#### To do
When you reproduce the entries below, keep each one exact and drop any pictures.
┌────────
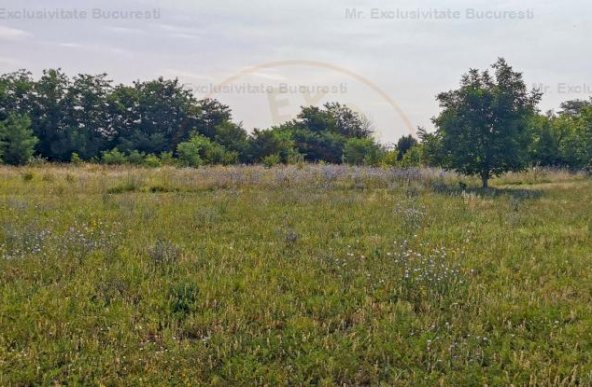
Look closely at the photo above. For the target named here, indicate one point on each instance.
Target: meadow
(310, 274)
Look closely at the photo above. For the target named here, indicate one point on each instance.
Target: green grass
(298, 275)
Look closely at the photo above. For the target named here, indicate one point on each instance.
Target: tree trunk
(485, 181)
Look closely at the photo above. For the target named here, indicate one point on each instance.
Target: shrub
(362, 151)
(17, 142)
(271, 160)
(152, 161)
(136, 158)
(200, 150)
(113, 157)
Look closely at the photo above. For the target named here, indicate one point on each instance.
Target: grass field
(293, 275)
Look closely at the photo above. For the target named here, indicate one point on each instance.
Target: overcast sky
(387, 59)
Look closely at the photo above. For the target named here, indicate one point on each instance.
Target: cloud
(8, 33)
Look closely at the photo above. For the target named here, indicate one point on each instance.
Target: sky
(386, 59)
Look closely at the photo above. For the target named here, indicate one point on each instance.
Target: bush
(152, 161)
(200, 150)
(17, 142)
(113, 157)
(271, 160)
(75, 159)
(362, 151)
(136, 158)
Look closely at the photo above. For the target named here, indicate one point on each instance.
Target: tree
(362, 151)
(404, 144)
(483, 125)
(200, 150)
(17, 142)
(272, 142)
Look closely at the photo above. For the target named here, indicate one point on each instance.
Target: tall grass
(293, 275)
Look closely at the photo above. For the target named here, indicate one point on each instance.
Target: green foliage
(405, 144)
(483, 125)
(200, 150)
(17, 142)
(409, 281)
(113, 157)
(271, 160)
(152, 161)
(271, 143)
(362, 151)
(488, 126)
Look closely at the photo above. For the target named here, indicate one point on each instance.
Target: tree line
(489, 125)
└────────
#### Response box
Look closely at the photo above. For the target named here, indicate one point on each instance.
Target: meadow
(310, 274)
Look closely at the photo above. For the target named here, indicate one point on each instance.
Target: green grass
(298, 275)
Look closely at the photo above. For the target named here, indicate one point on each instance.
Target: tree trunk
(485, 181)
Look closely at the photo above. For the target named here, indicate one point on each instance.
Target: shrub
(362, 151)
(17, 142)
(271, 160)
(152, 161)
(136, 158)
(200, 150)
(113, 157)
Look closely at the photo above. For the target named here, indicate one point on each instance.
Target: grass field
(293, 275)
Look closely at the photo above. For the target named here, indicate one point on each instance.
Target: overcast sky
(387, 59)
Look closely at the photo above. For the target named here, indicate one point on each instance.
Target: cloud
(8, 33)
Look closely at the photo above. For the target named here, indicate one point on each instance.
Target: sky
(386, 59)
Look closely at the photo above. For the target named here, indicate one point on each instance.
Target: bush
(152, 161)
(200, 150)
(17, 142)
(113, 157)
(271, 160)
(75, 159)
(362, 151)
(136, 158)
Look closely at the photo above. For the target named here, indicate one point on each instance.
Target: tree
(362, 151)
(404, 144)
(483, 125)
(200, 150)
(17, 142)
(272, 142)
Look closely at the photo above. For the target named here, indicate one point on each instance.
Target: tall grass
(293, 275)
Look closely at the photo above. For the target named here, indicate one point on each instance.
Target: green foliage
(405, 144)
(483, 125)
(200, 150)
(17, 142)
(409, 281)
(113, 157)
(271, 160)
(152, 161)
(271, 143)
(362, 151)
(488, 126)
Look closely at the photo above. For the target named here, indicate one point on each instance.
Target: tree line
(489, 125)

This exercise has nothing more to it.